(Referring expression data)
┄┄┄┄┄┄┄┄┄┄┄┄┄┄┄┄┄┄┄┄

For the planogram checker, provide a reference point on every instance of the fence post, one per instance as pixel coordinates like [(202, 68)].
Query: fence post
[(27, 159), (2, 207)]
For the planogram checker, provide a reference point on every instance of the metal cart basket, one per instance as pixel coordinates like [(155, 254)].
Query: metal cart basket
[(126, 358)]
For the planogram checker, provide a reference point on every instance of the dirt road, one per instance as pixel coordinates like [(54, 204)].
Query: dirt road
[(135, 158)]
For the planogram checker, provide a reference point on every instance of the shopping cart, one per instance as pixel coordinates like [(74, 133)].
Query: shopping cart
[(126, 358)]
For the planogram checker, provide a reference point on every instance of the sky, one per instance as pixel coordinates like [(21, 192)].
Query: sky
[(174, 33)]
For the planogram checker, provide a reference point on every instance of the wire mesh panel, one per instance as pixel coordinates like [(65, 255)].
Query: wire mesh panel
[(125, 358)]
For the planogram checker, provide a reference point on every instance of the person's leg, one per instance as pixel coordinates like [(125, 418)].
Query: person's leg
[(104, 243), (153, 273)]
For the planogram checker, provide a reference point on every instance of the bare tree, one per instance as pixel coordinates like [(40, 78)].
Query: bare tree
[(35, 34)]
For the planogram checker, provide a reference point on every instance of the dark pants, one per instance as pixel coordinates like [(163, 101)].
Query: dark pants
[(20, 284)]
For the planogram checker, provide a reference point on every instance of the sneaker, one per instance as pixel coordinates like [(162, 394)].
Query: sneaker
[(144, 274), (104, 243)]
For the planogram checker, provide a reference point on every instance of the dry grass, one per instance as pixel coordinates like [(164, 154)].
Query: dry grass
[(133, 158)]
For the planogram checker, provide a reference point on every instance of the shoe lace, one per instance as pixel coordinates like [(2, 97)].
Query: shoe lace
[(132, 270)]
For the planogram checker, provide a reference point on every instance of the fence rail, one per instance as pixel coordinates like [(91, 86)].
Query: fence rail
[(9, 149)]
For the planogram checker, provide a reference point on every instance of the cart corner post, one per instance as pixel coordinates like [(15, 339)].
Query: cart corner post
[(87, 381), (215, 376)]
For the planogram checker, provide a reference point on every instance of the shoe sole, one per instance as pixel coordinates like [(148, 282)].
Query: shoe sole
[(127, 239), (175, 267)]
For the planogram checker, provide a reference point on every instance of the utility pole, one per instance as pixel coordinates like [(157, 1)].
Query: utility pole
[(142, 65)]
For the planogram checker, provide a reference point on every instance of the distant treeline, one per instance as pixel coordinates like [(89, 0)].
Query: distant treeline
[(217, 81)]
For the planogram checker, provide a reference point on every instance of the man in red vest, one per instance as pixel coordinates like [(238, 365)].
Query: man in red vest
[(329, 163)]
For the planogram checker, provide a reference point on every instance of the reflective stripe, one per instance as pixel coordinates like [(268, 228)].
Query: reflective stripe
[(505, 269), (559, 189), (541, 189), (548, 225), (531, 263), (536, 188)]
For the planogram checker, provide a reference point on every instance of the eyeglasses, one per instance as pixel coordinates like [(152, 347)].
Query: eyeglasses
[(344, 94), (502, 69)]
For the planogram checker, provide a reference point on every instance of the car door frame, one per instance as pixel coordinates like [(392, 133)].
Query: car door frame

┄┄┄┄┄┄┄┄┄┄┄┄┄┄┄┄┄┄┄┄

» Work item: Start at the line with "Query: eyeglasses" and stop at the end of the records. Write those lines out exactly and add nothing.

» Exercise output:
Query: eyeglasses
[(344, 94), (502, 69)]
For the planogram checker, provide a reference point on every instance of the car door frame, one per instance as pixel coordinates like [(392, 133)].
Query: car door frame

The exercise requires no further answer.